Datenelemente:
★ ★ ★
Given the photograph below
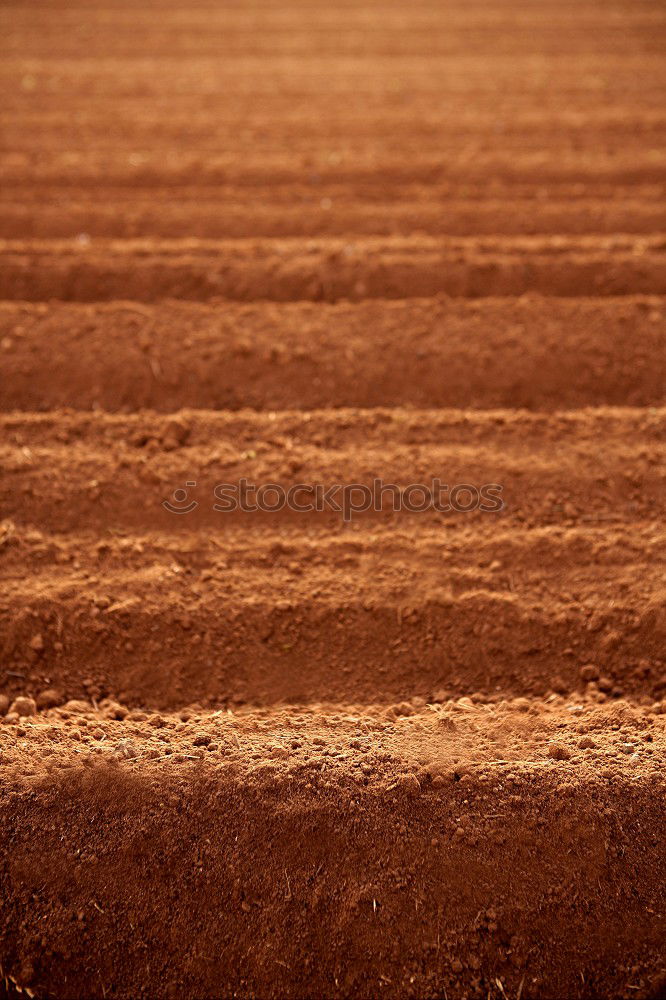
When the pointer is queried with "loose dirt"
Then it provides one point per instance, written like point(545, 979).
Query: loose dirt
point(274, 754)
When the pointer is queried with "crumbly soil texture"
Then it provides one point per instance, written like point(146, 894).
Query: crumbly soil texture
point(277, 754)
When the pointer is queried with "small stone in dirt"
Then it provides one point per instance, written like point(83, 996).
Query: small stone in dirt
point(113, 710)
point(175, 435)
point(23, 706)
point(49, 698)
point(558, 752)
point(589, 672)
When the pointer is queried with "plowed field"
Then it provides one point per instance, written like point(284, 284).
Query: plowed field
point(332, 753)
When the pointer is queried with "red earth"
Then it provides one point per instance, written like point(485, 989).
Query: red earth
point(277, 754)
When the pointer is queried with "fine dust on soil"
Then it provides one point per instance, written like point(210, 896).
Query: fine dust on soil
point(275, 755)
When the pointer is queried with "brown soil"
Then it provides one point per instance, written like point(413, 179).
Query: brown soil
point(275, 755)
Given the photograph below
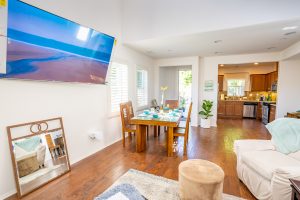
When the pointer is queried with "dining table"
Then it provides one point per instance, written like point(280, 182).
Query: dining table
point(169, 119)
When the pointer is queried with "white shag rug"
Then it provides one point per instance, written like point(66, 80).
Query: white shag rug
point(155, 187)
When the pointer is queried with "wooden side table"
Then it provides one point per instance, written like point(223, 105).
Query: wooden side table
point(295, 189)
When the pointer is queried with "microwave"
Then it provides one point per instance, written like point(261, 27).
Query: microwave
point(274, 87)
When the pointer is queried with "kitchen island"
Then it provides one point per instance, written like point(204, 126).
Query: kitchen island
point(235, 108)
★ ★ ★
Extrahieren Sie alle Zeilen oben, in denen die Zeichenfolge „table“ vorkommt.

Lösung der Aufgabe -
When the pointer is queried with "dining table"
Query: dining table
When the pointer is queried with "wooden side table"
Query: wooden side table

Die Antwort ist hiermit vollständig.